• Task requirements
From the records below, pull out every line containing the string "windmill" and copy each one unchanged.

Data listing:
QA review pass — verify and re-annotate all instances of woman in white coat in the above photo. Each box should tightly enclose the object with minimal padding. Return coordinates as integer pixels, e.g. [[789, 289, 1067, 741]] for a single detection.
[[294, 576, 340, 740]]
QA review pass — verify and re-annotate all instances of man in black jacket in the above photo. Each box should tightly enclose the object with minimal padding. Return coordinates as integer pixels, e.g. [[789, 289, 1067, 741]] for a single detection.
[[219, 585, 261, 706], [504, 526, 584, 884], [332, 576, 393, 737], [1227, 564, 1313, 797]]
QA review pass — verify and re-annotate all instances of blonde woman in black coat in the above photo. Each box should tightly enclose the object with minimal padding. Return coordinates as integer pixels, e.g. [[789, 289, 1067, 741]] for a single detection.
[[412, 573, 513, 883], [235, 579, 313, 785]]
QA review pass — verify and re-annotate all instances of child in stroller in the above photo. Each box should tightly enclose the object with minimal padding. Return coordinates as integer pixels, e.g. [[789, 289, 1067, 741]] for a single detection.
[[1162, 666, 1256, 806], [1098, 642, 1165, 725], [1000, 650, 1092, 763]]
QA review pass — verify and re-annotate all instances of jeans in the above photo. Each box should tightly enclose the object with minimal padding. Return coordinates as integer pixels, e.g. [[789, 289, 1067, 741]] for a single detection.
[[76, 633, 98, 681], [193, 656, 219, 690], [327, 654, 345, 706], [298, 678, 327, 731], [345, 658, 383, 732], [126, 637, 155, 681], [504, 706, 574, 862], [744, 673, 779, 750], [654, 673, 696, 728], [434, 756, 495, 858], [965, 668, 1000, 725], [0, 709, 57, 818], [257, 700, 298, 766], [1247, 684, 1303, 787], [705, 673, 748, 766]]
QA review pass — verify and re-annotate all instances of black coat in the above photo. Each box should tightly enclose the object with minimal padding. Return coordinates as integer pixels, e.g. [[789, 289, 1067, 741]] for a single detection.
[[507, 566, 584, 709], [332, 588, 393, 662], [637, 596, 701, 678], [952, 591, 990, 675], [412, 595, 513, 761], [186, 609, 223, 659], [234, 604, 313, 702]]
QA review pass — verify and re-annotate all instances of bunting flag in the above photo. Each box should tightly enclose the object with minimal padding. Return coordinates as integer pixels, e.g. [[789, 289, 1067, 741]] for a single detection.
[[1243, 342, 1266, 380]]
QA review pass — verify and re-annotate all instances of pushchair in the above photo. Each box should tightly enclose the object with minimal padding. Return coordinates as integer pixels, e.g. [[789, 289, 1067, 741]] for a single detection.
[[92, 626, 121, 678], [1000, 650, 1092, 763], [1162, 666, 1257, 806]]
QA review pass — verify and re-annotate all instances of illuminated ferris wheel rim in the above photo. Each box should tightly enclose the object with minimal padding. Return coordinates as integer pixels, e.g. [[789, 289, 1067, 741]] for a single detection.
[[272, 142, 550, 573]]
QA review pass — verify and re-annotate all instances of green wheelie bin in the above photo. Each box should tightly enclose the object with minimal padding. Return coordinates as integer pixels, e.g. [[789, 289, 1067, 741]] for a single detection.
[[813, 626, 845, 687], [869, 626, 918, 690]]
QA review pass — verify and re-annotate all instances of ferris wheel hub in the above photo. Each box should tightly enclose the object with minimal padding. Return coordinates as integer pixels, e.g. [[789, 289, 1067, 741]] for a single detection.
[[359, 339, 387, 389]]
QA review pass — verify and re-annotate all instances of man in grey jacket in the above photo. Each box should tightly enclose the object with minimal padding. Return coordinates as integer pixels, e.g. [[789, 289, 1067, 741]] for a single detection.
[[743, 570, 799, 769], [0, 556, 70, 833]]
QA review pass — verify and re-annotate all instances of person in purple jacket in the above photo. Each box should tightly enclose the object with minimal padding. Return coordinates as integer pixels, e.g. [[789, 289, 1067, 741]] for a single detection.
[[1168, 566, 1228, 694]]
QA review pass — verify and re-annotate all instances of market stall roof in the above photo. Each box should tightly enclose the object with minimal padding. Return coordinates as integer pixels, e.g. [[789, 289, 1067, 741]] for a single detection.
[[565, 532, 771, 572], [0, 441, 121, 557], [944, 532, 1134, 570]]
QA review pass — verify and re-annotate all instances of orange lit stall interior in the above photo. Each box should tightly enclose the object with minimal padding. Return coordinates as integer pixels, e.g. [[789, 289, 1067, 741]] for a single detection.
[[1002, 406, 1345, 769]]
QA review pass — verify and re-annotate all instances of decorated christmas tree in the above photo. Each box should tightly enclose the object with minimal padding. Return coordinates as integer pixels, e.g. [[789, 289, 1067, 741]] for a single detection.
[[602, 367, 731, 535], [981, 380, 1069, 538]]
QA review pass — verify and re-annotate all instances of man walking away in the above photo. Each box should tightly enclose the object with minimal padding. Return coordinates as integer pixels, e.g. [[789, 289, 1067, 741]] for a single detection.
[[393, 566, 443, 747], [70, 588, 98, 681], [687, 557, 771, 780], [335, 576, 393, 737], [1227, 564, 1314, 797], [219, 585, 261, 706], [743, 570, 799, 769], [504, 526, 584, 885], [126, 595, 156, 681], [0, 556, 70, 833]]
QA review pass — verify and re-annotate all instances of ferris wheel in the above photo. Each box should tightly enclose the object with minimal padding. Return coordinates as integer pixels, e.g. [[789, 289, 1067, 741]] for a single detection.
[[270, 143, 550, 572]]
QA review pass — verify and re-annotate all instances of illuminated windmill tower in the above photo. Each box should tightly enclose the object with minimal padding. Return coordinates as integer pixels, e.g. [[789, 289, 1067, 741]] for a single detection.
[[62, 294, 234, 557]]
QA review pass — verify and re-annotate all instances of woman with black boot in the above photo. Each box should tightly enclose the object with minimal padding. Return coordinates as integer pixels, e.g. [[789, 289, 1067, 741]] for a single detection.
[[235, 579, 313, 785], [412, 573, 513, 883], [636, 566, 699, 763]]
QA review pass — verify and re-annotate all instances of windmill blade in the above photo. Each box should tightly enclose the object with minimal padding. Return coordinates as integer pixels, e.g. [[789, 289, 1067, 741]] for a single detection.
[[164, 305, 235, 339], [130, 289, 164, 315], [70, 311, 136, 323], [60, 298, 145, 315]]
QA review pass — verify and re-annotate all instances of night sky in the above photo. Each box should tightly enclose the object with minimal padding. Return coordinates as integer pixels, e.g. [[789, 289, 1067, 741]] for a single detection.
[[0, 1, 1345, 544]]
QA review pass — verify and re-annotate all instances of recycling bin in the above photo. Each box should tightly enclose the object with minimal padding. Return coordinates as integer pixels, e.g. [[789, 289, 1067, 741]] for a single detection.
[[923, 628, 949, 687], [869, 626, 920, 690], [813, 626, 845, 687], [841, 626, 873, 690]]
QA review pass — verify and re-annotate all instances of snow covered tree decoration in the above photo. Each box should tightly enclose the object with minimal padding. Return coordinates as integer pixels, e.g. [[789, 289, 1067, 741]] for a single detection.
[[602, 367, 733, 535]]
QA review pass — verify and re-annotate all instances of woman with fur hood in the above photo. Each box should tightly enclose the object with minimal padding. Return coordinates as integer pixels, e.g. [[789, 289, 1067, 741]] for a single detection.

• The response
QA review pass — verify and re-annotate all instances of illuminated windmill tower in the above photo. Each box should tightly enclose the object with minimal padding. Return coordinates as integer pixels, e.g. [[789, 289, 1067, 741]] for a single detection.
QA review pass — verify and re-annotate all instances of windmill blade in the above photo. Each box should tightly enclose the object with minimal padding. Return coordinates as integer pixels, e.g. [[789, 289, 1067, 741]] for a single detection.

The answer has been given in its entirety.